Traditional compasses have
a card marked with the 360°
bearings that floats within the
instrument on either a pin or
oil and a needle that is free to
rotate in the same way.
The card or needle wants
to point to magnetic north. To
use a compass correctly, you
need to hold it so the fixed
arrow marked along the side
of the compass points in the
direction you wish to travel.
This arrow is called the 'lubber line.'
Ensuring that the compass card or needle can
swing freely, rotate the moveable bezel so that its
position is marked. Adjust your direction as you swim so that the needle remains in this position.
When you want to return on a reciprocal course,
you simply rotate the
bezel through 180° and
swim back. Some compasses
have a sight glass that
allows you to take a bearing,
and you merely need
to add or subtract 180° for
the reciprocal course.
What can go wrong?
Well, lots, actually. First,
it is important to hold
the compass out in front
of you with two hands so
that the lubber line really points in the direction
of travel. If you wear the compass on your wrist,
this almost ensures that you'll have the lubber line
held at an angle instead. Also, holding the compass
ahead of you ensures that a steel tank you might
be wearing does not affect the compass magnetism,
just as a steel or iron wreck will.
Many computers now offer an electronic compass
mode. Take a bearing of where you want to
head, and, keeping the electronic compass level,
follow the bearing. Some will automatically give
you the reciprocal bearing, but none, however high
tech they might be, can take currents into consideration.

────────

THE PROBLEM: Continue the passage about underwater compass navigation from its final sentence.

RECORDED INFORMATION:
────────

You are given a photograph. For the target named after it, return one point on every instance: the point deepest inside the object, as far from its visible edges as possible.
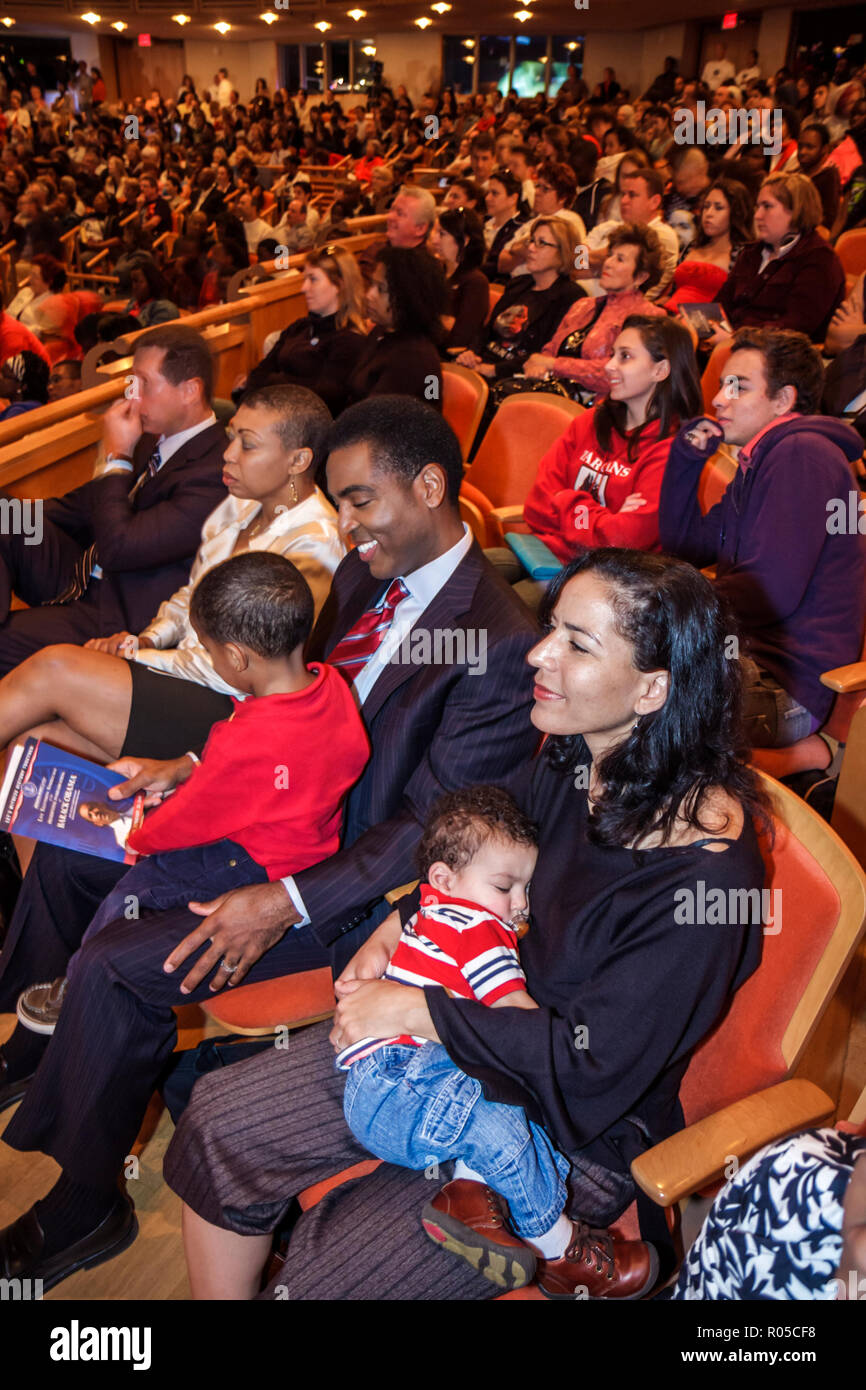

────────

SOLVED EXERCISE:
Unless you are heading exactly and directly into
a current, it is inevitable that you will be pushed off
course. You will need to vector a course, which is
nigh on impossible. Never forget that Christopher
Columbus traveled west, but hit the Bahamas rather
than what was to become Manhattan. That's why
it's important to navigate short distances between specific and noticeable points of interest in the
undersea terrain. Slavishly following the compass
will lead to mistakes, whereas this point-to-point
piloting as you go adds gentle corrections.
Magnetic compasses are cheap to buy and low
tech. Before you enter the water, either from the
shore or a boat, get someone to point out roughly your intended destination so that you can take
a bearing on it. Never forget that there are 360
degrees in a circle, and avoid trying to do anything
clever like adding turns and trying to calculate the
resulting geometry underwater. That's for armchair
divers!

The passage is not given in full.